THE TASK>
Lay out the lines below as a JSON list of strings, one string per line, covering the stretch from the first line through the line that contains "[165, 0, 226, 47]". Leave out blank lines.

____

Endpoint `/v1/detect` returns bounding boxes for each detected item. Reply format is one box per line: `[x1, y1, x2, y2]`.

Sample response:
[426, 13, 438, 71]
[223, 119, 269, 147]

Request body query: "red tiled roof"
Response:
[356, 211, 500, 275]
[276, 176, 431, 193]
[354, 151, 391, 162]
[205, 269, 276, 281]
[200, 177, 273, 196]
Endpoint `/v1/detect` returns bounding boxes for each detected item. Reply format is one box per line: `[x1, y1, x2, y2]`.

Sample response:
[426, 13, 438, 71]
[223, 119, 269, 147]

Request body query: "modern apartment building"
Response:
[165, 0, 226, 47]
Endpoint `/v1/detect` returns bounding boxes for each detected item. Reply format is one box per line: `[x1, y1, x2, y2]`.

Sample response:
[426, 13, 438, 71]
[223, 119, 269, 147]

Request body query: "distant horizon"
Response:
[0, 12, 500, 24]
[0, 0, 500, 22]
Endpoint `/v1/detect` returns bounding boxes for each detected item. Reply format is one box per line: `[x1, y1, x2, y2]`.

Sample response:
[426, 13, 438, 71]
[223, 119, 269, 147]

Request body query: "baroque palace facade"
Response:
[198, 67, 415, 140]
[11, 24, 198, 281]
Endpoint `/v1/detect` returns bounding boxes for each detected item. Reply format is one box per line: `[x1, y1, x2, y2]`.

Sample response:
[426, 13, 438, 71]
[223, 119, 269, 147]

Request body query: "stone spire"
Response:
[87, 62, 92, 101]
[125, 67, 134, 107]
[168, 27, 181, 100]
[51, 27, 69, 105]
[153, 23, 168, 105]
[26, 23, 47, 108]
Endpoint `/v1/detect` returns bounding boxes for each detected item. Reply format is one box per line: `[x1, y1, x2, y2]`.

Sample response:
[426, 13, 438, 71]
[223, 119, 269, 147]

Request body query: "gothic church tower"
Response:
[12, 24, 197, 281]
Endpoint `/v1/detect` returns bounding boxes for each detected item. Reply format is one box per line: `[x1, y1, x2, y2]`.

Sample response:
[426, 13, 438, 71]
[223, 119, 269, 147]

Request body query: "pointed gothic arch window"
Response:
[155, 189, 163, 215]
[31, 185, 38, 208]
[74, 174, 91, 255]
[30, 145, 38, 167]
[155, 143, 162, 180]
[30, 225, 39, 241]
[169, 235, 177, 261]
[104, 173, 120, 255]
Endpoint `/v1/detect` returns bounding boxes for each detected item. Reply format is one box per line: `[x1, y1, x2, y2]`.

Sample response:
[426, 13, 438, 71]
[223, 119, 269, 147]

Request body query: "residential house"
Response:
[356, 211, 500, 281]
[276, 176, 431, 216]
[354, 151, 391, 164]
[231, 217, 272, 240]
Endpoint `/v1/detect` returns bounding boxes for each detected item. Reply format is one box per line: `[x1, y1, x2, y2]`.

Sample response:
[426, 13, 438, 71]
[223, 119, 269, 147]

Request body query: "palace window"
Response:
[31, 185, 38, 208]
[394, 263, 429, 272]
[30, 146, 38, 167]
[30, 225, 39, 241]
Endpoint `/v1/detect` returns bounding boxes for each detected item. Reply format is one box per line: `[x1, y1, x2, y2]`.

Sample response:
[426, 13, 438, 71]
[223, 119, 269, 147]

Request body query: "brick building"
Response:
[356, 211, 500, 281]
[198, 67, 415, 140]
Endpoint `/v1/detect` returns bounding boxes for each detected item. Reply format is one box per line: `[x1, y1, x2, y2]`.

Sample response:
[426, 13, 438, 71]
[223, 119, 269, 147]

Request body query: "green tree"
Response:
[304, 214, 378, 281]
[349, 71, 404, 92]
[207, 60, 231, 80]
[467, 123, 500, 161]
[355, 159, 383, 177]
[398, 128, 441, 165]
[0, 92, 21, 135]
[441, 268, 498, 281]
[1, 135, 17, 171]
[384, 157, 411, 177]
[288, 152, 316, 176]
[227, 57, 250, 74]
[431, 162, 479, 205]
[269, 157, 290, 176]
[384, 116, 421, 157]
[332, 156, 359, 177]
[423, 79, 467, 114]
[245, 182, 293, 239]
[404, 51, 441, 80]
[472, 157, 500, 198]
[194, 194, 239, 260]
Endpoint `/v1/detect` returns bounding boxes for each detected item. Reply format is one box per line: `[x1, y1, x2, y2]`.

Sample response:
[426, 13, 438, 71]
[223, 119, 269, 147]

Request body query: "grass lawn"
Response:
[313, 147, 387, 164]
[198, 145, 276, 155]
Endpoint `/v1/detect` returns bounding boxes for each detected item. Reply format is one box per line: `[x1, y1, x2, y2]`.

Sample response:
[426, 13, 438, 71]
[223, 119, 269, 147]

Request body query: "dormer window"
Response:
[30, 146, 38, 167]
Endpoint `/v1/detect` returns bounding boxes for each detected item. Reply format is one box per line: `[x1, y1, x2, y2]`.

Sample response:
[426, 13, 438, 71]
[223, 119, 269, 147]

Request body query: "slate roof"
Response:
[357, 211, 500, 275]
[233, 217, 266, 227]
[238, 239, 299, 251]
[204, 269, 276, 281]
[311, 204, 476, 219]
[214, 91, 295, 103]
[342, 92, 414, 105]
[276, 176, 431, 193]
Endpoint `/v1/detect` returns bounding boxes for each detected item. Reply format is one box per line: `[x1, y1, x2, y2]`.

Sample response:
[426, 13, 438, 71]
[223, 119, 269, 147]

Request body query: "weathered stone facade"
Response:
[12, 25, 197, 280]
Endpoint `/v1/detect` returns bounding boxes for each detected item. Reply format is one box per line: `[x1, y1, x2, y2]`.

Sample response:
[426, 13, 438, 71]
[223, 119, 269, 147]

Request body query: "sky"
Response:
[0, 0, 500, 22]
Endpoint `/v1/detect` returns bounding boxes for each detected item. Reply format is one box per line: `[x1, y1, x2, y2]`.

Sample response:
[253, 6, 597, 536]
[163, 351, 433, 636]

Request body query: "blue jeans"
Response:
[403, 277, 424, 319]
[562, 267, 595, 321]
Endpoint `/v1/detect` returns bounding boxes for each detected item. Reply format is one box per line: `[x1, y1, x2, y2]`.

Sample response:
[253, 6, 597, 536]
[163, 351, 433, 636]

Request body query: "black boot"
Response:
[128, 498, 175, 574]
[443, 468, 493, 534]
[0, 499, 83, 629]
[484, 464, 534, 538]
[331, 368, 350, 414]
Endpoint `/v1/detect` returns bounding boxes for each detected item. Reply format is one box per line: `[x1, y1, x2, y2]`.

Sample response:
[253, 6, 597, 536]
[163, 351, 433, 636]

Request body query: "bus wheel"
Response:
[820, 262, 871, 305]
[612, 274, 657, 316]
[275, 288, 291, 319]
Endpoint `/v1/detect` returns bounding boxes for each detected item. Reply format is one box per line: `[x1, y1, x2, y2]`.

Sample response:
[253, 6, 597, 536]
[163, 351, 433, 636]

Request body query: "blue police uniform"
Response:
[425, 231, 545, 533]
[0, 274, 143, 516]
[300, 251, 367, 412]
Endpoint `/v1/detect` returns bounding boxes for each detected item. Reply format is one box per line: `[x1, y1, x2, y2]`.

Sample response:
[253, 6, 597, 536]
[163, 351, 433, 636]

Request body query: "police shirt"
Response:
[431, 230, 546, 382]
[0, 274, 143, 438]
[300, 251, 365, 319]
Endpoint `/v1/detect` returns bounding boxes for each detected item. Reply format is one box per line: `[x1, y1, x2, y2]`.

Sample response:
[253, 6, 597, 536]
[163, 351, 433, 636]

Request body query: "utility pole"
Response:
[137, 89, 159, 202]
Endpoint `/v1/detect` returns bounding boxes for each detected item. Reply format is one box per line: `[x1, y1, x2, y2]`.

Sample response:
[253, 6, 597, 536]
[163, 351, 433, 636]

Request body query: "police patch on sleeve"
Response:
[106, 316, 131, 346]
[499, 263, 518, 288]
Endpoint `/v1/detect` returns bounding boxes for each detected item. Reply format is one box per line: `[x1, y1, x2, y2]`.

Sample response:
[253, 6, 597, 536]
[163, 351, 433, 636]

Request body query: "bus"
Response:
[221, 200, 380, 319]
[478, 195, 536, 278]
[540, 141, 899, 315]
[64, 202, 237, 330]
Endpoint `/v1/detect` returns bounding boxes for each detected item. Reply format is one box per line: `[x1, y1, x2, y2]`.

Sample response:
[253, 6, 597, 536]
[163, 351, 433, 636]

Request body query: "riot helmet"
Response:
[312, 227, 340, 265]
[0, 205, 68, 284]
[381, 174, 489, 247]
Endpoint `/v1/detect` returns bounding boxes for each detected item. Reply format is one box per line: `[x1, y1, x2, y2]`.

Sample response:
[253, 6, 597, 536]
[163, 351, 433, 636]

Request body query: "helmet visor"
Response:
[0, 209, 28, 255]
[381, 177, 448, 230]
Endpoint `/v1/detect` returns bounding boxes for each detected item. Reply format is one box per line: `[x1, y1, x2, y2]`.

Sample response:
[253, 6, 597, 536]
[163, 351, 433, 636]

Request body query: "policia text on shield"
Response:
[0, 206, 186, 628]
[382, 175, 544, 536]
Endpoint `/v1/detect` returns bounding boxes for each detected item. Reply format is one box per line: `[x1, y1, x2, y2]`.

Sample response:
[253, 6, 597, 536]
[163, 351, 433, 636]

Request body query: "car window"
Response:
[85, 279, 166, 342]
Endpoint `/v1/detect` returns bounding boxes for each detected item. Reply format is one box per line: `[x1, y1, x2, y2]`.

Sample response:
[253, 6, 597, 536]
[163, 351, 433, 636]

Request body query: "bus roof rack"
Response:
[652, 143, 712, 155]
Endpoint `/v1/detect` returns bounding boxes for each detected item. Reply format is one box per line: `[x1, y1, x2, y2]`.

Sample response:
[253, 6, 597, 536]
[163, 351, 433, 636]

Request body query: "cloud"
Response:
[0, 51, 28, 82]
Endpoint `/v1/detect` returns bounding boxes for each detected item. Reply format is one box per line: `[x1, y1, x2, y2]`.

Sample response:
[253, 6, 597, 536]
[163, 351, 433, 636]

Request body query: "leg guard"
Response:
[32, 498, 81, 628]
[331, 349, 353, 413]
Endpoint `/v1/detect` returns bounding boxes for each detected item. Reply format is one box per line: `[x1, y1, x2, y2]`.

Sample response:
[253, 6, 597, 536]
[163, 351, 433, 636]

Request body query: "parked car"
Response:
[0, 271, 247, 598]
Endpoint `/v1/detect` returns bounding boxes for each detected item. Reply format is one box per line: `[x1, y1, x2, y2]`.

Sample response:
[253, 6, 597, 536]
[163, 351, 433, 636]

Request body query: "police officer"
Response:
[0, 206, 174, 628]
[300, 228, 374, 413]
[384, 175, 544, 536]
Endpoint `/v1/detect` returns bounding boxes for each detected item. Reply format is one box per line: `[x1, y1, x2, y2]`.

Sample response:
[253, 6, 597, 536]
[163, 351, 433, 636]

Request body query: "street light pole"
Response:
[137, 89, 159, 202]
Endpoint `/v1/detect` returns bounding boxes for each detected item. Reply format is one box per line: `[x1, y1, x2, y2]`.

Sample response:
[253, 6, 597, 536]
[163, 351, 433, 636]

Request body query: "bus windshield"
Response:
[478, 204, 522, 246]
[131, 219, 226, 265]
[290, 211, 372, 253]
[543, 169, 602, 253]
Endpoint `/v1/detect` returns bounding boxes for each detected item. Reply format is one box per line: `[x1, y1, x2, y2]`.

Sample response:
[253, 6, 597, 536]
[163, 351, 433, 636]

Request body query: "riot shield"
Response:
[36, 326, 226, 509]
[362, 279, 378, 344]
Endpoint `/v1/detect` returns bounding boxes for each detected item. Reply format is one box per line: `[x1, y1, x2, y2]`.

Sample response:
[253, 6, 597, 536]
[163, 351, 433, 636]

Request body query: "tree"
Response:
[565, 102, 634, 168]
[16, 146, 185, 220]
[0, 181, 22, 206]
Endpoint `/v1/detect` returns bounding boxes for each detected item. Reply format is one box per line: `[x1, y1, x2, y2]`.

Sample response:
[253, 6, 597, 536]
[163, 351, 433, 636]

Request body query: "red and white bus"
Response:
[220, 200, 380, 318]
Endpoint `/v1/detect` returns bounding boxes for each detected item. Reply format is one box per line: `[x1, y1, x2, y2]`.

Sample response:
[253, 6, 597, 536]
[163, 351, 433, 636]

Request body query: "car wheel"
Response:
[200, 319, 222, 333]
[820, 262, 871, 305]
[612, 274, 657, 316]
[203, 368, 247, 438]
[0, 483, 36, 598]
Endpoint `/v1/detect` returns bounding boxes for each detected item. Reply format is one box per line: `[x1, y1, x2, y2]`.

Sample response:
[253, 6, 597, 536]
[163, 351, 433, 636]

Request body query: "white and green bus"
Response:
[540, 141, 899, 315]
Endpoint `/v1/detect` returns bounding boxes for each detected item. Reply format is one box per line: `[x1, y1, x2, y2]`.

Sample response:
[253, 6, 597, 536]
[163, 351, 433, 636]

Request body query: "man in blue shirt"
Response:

____

RESULT BELOW>
[
  "Endpoint `/v1/detect` returns bounding boxes for each detected item. Reply format is one box per line: `[x1, y1, x2, y2]`.",
  "Sample response:",
  "[426, 13, 438, 71]",
  "[223, 119, 269, 147]",
  "Request body query: \"red tiled roof\"",
  "Response:",
  "[356, 211, 500, 275]",
  "[276, 176, 431, 193]",
  "[354, 151, 391, 162]",
  "[205, 269, 276, 281]",
  "[200, 177, 273, 196]",
  "Endpoint `/v1/detect` returns bounding boxes for each detected item. Reply format is one box per line: `[x1, y1, x2, y2]`.",
  "Sample response:",
  "[426, 13, 438, 71]",
  "[223, 119, 269, 147]",
  "Request body query: \"modern apartment building\"",
  "Response:",
  "[165, 0, 226, 47]"
]